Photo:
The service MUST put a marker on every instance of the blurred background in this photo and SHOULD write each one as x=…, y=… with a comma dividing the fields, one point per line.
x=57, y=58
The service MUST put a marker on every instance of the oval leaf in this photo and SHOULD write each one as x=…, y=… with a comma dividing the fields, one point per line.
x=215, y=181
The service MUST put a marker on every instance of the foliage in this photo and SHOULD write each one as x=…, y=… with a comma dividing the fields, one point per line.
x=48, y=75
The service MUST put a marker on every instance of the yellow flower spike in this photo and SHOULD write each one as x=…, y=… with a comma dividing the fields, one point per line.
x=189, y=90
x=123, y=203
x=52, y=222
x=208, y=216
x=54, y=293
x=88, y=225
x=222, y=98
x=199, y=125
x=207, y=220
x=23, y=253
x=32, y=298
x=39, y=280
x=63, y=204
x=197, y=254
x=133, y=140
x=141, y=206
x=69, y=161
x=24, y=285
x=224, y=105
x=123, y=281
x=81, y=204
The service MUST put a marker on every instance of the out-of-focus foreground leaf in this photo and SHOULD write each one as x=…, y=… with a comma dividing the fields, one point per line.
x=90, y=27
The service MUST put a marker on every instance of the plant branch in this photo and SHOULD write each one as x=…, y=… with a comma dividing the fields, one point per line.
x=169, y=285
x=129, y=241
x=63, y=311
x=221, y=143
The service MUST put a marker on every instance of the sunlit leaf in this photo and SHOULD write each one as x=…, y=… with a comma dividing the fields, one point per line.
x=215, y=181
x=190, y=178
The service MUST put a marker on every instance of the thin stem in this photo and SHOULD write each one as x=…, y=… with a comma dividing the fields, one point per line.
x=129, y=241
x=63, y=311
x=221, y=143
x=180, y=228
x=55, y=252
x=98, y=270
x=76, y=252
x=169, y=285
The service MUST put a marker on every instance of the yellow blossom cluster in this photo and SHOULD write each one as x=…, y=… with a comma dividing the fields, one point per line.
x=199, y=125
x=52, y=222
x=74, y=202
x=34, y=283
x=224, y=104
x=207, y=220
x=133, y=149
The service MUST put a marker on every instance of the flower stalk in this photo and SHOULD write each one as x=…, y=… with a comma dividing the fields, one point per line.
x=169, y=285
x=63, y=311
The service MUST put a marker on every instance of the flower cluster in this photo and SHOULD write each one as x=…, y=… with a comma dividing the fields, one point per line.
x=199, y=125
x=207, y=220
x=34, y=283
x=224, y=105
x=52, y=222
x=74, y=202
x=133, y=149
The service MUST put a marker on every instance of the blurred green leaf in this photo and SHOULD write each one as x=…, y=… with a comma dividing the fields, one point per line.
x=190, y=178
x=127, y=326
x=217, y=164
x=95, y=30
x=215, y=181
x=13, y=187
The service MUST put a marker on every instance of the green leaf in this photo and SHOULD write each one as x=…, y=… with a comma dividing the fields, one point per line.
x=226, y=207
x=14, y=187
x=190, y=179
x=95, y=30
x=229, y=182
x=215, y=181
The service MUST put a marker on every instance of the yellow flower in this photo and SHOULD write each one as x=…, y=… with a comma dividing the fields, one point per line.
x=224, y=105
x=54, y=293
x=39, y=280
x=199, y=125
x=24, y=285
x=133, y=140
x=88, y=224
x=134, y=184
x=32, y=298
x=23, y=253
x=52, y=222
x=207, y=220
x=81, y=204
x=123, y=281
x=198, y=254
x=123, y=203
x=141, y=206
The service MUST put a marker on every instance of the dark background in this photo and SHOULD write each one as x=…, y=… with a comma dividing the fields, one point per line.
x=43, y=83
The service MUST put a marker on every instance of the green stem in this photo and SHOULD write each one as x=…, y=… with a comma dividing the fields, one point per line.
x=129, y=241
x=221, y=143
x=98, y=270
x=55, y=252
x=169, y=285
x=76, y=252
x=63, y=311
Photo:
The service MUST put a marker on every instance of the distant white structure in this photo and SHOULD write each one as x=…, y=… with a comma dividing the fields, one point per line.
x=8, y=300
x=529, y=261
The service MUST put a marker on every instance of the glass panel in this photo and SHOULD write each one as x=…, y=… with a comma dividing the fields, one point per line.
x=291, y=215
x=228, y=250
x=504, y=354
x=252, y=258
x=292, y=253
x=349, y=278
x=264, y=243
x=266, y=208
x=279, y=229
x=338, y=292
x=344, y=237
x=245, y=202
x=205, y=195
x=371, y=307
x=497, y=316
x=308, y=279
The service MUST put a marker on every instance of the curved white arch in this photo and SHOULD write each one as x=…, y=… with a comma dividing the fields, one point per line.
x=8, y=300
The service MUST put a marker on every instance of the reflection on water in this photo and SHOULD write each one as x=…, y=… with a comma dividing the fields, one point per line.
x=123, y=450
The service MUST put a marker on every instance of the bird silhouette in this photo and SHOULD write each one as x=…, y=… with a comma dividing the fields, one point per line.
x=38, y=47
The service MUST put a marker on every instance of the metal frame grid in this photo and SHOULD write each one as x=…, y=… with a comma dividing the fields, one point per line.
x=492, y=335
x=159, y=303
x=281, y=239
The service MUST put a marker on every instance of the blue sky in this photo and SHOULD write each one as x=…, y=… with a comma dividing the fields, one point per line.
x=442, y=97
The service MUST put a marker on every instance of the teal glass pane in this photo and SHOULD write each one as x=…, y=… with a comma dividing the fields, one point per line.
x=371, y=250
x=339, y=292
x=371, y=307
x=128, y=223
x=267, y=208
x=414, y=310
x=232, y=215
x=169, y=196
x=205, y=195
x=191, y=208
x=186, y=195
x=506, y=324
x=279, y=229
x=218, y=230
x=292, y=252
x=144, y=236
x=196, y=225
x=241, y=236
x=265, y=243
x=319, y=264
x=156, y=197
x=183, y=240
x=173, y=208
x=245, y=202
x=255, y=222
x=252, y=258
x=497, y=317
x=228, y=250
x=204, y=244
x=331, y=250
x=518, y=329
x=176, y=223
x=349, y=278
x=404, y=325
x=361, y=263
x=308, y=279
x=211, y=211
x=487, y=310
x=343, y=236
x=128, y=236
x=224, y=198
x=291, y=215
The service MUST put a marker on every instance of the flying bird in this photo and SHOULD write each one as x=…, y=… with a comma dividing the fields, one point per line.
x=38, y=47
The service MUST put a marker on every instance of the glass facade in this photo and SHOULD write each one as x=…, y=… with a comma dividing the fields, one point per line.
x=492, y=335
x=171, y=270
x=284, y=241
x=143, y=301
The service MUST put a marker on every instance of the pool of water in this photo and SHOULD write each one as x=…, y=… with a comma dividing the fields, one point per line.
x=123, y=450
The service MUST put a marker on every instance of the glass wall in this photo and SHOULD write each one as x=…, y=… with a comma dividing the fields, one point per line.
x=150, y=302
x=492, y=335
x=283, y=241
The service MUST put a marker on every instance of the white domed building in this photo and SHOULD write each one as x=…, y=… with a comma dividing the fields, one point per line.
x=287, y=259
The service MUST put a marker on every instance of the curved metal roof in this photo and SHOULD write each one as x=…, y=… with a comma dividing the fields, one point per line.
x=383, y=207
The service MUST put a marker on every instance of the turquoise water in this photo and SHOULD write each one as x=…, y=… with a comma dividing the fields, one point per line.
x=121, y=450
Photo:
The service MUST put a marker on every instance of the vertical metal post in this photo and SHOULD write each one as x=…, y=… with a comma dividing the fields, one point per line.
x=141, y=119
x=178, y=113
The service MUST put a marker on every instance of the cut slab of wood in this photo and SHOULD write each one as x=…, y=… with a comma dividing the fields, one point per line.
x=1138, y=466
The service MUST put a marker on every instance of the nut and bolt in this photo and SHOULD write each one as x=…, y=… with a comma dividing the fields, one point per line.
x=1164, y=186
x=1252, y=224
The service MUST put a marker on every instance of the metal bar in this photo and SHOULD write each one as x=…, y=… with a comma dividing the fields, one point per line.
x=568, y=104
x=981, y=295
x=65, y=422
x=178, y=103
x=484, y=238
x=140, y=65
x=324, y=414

------

■ TO DO ■
The required output is the span of lines from the one containing "the nut and" to the last line, reproduced character for character.

■ WORKED ANSWER ■
The service MUST put a marker on every instance of the nut and bolt in this photo and SHOULD write each one as x=…, y=… with a comma dividing the fields, one point per line.
x=1164, y=186
x=1252, y=224
The service MUST put a marker on every instance of the metal bar in this photo and SHOULD write each one as x=…, y=… with a comma dividing the fields, one point per line.
x=568, y=104
x=981, y=295
x=65, y=422
x=178, y=103
x=484, y=238
x=140, y=65
x=324, y=414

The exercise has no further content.